Write the data out again exactly, with no pictures.

_Entries shown_
:::::
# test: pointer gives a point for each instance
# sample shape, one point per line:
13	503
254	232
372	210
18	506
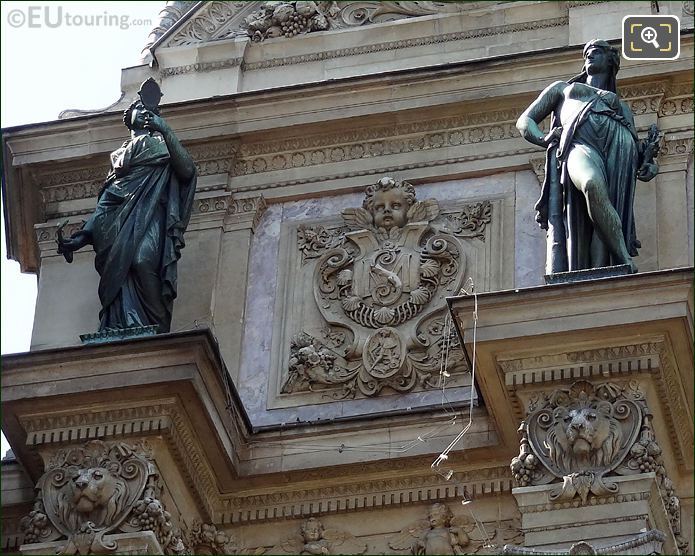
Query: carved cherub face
438	516
388	201
390	209
598	60
312	530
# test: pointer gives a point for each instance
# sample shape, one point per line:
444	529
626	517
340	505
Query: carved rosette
96	489
445	533
379	282
582	435
206	538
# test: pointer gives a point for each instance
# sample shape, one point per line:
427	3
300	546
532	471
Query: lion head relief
582	429
584	437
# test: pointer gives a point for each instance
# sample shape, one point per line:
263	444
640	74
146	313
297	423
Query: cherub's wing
293	545
343	542
464	523
407	536
358	218
424	211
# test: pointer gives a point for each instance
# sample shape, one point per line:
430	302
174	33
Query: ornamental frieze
378	283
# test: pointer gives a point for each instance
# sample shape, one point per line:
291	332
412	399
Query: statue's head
388	201
134	115
96	488
601	57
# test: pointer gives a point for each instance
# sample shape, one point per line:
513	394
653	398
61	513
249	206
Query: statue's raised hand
76	241
153	122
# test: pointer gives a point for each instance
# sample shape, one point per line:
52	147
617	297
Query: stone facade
321	358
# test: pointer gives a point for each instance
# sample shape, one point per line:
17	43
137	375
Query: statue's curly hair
615	64
128	113
386	184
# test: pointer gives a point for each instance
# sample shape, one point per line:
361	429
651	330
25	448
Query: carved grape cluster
523	467
294	25
36	526
646	456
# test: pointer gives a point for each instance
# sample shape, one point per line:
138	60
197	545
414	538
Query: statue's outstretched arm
542	107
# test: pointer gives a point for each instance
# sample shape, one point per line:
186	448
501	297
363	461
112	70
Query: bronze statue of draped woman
593	157
141	215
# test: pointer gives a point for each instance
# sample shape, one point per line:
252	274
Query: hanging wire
445	454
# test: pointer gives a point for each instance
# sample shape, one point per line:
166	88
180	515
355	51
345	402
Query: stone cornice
408	43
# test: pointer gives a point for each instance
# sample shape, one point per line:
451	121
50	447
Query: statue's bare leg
588	178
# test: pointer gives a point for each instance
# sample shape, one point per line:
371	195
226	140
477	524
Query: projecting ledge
171	389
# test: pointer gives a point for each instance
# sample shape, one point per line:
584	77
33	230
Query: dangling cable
445	454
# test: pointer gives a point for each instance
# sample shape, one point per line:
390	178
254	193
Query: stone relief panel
313	538
444	533
290	240
372	287
96	489
583	435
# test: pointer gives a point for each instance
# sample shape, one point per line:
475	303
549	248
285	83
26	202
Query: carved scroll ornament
96	489
278	19
379	282
583	435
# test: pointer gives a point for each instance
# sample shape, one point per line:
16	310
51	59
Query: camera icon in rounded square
651	37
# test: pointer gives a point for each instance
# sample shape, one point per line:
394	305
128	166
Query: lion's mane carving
95	494
584	437
96	489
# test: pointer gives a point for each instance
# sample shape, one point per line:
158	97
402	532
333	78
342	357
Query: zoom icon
651	37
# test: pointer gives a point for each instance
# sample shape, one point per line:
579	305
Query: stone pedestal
637	507
143	542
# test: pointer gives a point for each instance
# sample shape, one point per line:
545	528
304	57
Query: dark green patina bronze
137	227
593	158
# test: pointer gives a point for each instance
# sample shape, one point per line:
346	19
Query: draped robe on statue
137	231
602	126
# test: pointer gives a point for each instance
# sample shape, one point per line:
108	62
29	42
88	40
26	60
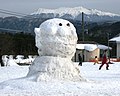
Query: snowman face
:::::
_Exercise result_
# test: pointer gives a point for each instance
# sample shape, one point per line:
13	503
254	232
372	210
18	506
Query: carved cherub face
438	516
388	201
390	209
598	60
312	530
# test: pointer gives a point for each instance
# sample shape, one point per line:
444	529
626	517
340	505
Query: carved rosette
96	489
445	533
379	282
582	435
206	538
# test: pointer gives a point for each instance
# sample shape, one point per line:
427	3
300	546
532	471
Query: lion head relief
582	429
584	437
# test: pointer gives a point for each instance
# sample shape, one point per line:
263	444
640	74
146	313
297	423
Query: cherub's wing
293	545
343	542
464	523
407	536
358	218
424	211
# test: pointer gives a point for each instance
# sample shape, one point per line:
430	302
174	33
Query: ornamental frieze
378	283
# test: pointer gives a point for each instance
# sample shape, one point per line:
291	332
412	399
Query: statue's head
388	201
134	115
96	488
601	57
# test: pointer gives a point for each instance
# sample shape, one point per line:
513	394
653	398
61	513
249	206
Query: statue's raised hand
76	241
153	122
# test: pointer gives a point for each instance
# sample shape, one point per line:
52	147
617	297
Query: stone facade
321	358
# test: pointer gives a point for each instance
# sample shape, one point per line:
17	43
137	375
Query: statue's curly hair
615	64
128	113
386	184
# test: pointer gives a point for each instance
# sample shape, one point per line:
361	429
651	330
25	448
Query: carved grape cluster
523	467
294	25
36	526
646	456
# test: pointer gives a point for each instance
# sample shape, one point per line:
138	60
197	545
414	538
Query: statue's outstretched arm
542	107
# test: pointer gives a point for each instance
# sample shape, one point per line:
186	448
501	297
363	461
112	70
Query: bronze statue of draped woman
593	157
141	215
# test: pointer gives a point for each instance
# sample shape, one point per line:
252	274
Query: hanging wire
445	454
# test: pointer gives a point for each instance
# sample shape, one point per line:
166	88
180	515
355	51
345	402
Query: stone cornice
408	43
# test: pointer gives a point for each instance
# sample shape, one point per line:
451	121
50	447
Query: statue's bare leg
588	178
# test: pointer gives a point for each instance
# sample shape, one point per line:
371	195
226	140
477	524
Query: projecting ledge
171	389
# test: pointer gives a point for each instance
# sample shape, one point per line:
584	77
33	230
Query: dangling cable
445	454
# test: pointer gives a point for each instance
# sample shape, one point per line:
390	178
254	193
Query: stone relief panel
313	538
444	533
290	240
372	287
96	489
583	435
# test: pointer gives a point for each instance
# sample shape, one point per line:
475	303
549	248
285	83
26	202
Query: carved scroll ornament
96	489
278	19
379	282
583	435
# test: pointer gives a point for each instance
# sample shape, one point per line:
16	310
51	59
Query: camera icon in rounded square
651	37
# test: pointer gives a point for each instance
# sample shape, one point per line:
394	305
128	166
Query: lion's mane carving
95	494
584	437
96	489
# test: pointer gives a point for each instance
# sample shape, one point per line:
158	97
402	532
333	78
342	357
Query: zoom icon
651	37
# test: pointer gives a point for each instance
# sample shape, one point per line:
579	305
Query: stone pedestal
637	507
143	542
# test: pointer gives a point for each instance
# sample shape, one point per line:
545	528
304	57
Query: dark green patina bronze
137	227
593	158
# test: pointer gives a point for each instance
# sample shape, one point per line:
346	19
Query: draped robe on statue
137	231
602	126
# test: pointer gives a point for each instance
# sample shape, one point per line:
108	62
29	42
88	40
26	60
Query: snowman face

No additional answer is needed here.